Listed entries:
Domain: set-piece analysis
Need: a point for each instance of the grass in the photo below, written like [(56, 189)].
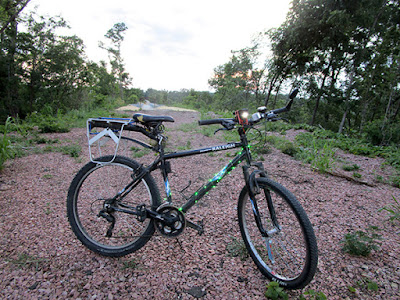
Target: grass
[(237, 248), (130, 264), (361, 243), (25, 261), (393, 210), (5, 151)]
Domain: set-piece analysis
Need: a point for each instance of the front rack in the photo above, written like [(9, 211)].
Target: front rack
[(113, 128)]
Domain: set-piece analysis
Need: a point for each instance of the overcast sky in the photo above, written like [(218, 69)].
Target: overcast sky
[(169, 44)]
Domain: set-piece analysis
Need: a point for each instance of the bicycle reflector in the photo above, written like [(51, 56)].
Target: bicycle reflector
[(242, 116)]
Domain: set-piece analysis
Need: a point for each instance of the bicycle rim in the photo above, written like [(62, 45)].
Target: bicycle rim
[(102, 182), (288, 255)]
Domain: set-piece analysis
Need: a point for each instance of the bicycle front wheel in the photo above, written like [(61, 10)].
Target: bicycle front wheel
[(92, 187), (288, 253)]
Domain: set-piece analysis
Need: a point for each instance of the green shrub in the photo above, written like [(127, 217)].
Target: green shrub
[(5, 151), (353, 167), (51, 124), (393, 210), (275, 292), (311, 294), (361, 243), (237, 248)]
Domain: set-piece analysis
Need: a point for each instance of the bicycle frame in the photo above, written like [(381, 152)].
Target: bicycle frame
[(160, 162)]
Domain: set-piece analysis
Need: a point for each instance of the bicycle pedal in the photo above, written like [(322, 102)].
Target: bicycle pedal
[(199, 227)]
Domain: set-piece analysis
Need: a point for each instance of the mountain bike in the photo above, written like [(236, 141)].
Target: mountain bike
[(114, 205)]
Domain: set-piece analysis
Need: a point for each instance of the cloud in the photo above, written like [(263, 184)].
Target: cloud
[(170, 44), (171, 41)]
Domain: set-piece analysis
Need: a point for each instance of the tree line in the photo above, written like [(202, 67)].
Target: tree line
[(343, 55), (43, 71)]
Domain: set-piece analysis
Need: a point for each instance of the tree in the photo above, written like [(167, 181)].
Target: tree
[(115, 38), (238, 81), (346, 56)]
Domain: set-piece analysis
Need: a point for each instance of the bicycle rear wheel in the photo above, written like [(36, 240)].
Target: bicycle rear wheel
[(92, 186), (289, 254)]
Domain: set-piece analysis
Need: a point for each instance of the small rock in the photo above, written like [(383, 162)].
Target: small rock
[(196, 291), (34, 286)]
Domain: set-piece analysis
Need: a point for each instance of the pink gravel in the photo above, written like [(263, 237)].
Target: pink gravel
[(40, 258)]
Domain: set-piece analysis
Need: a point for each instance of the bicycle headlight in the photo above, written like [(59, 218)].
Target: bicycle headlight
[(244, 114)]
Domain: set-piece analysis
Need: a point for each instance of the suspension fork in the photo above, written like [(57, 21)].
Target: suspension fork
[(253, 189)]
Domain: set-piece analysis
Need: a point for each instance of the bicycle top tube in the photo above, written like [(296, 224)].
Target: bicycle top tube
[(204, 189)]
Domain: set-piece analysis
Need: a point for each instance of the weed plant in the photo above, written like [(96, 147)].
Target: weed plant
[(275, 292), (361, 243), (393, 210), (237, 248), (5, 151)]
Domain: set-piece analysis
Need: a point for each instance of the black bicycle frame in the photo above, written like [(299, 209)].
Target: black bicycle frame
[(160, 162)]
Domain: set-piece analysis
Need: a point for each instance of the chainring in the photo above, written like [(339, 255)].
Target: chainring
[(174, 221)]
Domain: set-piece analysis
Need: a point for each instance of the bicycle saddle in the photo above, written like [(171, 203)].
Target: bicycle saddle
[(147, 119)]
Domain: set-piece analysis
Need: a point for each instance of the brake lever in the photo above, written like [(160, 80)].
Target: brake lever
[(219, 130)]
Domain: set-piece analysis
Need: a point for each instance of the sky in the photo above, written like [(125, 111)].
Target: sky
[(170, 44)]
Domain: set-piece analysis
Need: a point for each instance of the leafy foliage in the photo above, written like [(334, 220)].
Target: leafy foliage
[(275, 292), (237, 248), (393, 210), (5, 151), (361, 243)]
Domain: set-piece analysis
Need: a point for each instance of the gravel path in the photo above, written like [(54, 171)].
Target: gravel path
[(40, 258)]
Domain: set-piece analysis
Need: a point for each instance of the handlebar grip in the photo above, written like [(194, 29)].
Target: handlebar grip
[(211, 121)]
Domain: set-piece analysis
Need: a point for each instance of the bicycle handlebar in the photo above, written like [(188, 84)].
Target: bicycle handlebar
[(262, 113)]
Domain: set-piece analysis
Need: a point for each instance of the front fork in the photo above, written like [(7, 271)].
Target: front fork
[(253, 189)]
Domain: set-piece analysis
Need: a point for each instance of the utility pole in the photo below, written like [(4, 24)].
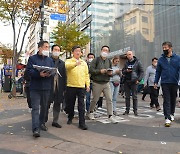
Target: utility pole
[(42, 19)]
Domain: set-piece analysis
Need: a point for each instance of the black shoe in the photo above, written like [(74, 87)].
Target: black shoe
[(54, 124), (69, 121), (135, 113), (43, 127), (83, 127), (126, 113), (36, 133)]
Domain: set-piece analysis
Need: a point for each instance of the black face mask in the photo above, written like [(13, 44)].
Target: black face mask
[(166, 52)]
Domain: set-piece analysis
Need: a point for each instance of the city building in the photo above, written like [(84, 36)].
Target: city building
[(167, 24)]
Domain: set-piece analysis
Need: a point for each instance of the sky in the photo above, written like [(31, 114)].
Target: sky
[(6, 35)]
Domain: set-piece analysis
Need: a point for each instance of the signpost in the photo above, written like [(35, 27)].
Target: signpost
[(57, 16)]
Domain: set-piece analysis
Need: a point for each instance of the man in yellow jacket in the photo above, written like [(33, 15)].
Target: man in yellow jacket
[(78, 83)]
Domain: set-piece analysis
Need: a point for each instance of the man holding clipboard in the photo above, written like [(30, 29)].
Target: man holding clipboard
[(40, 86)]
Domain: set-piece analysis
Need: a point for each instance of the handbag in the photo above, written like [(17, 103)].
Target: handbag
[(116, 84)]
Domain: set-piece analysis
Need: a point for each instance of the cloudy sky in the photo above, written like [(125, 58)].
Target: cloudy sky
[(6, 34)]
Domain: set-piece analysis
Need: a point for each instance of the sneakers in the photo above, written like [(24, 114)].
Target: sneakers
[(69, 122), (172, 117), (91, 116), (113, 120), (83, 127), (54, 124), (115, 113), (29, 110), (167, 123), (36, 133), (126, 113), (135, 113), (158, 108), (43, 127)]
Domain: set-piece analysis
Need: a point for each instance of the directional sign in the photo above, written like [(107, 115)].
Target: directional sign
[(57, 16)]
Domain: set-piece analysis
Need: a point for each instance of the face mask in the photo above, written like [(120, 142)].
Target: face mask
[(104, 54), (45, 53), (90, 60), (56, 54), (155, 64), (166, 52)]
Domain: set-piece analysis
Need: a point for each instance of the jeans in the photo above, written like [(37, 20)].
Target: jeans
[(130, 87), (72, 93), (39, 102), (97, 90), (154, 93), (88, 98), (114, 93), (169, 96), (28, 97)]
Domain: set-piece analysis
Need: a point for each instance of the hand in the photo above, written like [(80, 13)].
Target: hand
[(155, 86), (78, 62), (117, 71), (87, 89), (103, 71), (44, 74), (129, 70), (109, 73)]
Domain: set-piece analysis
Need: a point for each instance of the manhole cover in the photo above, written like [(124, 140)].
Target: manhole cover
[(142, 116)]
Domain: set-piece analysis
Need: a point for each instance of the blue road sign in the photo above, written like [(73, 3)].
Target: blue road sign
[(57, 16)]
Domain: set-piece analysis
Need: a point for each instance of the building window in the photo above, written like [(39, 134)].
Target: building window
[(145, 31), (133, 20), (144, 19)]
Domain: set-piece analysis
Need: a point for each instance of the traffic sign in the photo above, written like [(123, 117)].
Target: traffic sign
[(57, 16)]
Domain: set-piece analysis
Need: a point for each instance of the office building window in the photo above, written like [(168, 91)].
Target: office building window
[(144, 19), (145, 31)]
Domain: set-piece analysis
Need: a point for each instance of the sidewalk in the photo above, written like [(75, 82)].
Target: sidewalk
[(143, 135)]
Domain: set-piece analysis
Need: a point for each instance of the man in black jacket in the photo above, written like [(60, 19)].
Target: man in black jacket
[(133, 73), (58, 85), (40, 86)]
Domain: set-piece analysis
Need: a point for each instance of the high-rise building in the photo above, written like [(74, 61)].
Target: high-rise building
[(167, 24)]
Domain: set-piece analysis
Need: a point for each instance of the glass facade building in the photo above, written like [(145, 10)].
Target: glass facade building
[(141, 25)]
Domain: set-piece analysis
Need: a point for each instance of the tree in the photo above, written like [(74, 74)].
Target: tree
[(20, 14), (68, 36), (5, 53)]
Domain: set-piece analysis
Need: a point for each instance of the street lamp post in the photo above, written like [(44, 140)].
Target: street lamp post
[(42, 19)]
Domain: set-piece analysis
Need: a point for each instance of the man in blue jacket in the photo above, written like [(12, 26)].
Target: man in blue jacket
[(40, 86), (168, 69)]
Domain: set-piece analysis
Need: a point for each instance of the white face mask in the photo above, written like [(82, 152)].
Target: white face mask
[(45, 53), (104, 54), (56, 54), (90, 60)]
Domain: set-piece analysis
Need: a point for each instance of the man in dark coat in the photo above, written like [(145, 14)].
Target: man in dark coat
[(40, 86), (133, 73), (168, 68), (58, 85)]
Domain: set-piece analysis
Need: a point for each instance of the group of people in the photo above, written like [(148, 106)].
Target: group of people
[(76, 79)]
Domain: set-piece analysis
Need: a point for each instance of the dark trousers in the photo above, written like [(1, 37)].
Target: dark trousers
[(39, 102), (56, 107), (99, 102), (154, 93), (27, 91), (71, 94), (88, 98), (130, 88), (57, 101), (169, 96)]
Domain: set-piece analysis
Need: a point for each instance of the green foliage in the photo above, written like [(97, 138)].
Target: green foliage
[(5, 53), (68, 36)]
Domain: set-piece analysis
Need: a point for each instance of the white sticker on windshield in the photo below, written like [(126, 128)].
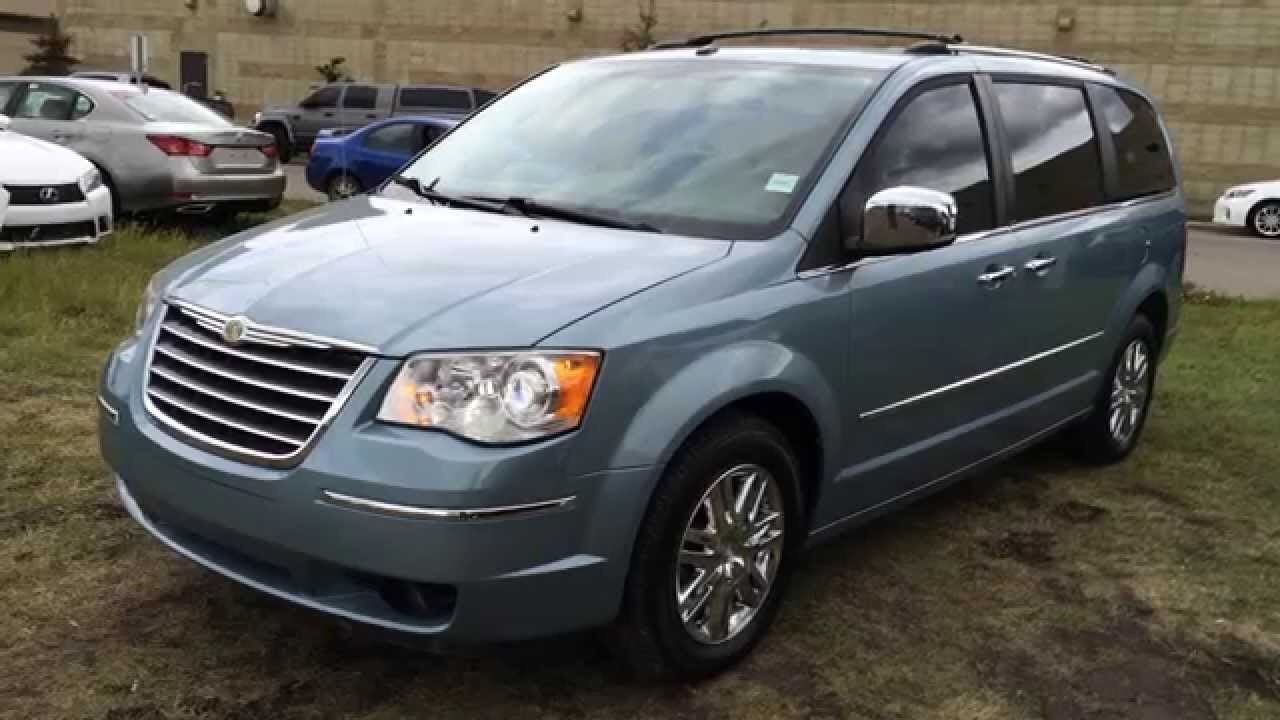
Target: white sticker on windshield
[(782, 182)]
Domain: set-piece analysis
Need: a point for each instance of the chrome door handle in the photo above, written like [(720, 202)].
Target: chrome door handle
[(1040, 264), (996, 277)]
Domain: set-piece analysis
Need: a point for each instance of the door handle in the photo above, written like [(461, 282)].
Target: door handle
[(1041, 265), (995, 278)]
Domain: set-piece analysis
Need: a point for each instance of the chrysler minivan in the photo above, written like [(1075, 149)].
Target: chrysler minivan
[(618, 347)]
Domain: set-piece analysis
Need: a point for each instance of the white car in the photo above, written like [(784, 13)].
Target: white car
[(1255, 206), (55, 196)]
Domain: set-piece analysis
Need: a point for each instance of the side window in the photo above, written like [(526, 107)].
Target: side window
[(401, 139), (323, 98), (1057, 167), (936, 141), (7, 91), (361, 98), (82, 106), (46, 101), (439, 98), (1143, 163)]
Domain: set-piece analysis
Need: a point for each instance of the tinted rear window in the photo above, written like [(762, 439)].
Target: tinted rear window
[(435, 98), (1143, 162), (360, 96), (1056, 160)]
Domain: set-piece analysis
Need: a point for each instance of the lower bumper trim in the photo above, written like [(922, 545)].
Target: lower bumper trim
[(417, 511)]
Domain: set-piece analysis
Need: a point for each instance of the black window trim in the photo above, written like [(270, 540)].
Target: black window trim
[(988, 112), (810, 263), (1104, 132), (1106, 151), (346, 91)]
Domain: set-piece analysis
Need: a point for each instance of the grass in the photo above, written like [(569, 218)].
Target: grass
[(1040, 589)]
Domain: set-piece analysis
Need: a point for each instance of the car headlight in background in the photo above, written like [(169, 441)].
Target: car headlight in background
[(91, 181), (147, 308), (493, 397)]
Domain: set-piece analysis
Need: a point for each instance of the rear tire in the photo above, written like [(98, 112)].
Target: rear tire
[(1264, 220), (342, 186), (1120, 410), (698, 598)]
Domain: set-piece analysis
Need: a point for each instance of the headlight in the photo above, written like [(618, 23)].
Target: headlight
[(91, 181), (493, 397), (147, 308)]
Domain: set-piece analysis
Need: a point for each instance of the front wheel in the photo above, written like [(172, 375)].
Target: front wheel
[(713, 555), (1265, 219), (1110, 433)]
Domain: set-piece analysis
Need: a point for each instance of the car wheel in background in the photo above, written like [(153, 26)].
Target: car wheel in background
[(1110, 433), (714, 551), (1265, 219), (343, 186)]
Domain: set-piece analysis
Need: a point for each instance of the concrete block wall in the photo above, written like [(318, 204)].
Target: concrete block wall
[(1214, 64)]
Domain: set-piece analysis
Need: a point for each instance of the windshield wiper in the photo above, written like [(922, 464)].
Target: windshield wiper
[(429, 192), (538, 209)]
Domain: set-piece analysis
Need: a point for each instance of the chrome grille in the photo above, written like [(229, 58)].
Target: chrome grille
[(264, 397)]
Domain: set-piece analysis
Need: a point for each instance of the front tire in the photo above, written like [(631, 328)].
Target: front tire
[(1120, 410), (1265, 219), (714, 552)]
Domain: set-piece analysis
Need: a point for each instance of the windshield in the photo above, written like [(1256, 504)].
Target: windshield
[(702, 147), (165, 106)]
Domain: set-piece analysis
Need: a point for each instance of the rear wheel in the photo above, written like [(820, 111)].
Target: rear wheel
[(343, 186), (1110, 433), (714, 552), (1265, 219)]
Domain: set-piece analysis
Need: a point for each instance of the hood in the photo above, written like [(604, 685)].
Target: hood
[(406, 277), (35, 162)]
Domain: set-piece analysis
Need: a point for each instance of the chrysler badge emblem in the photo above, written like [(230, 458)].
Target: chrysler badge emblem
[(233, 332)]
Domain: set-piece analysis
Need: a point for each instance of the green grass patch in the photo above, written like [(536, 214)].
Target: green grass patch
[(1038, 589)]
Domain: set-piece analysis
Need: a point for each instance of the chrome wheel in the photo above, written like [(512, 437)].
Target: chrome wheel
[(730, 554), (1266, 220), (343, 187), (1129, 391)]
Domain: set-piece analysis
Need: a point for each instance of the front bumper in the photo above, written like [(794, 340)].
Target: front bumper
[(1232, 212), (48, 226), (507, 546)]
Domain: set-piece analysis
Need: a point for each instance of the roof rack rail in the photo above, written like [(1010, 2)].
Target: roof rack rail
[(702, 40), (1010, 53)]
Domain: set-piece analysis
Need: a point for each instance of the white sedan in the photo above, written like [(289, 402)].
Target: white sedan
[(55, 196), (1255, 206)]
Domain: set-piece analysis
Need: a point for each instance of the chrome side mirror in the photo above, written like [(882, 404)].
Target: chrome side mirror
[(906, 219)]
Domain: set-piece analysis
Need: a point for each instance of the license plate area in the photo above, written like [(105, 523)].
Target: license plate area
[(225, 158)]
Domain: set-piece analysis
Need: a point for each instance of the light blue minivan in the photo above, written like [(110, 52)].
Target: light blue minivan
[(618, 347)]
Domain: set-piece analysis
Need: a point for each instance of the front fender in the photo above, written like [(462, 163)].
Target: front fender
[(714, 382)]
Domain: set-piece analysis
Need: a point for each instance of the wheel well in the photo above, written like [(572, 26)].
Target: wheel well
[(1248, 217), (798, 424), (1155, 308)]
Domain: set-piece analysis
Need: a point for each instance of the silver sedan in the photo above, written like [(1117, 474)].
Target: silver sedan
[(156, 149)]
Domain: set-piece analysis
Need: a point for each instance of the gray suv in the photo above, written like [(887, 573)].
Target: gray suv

Exercise description:
Put the stretch of records above, from the start of the records through the line that contains "[(242, 116)]", into a two-column CSV with the columns instruction and points. Give one row per record, with its text and its answer each in a single quoted field, line breaks replaced by spaces, and the pictures omitted.

Task solution:
instruction,points
"Domain: set-piece analysis Need: a point for each instance of the grass in the photo below, written like [(56, 189)]. Target: grass","[(237, 248), (130, 264), (361, 243), (25, 261), (393, 210), (5, 151)]"
"Domain: set-piece analysis Need: a point for each instance of the front rack in the photo above, written like [(9, 211)]. Target: front rack","[(113, 128)]"
"Domain: set-piece analysis Need: a point for each instance of the overcast sky in the photo above, written like [(218, 69)]. Target: overcast sky","[(169, 44)]"
"Domain: set-piece analysis Need: a point for each instance of the bicycle reflector in the photo above, written like [(51, 56)]. Target: bicycle reflector","[(242, 116)]"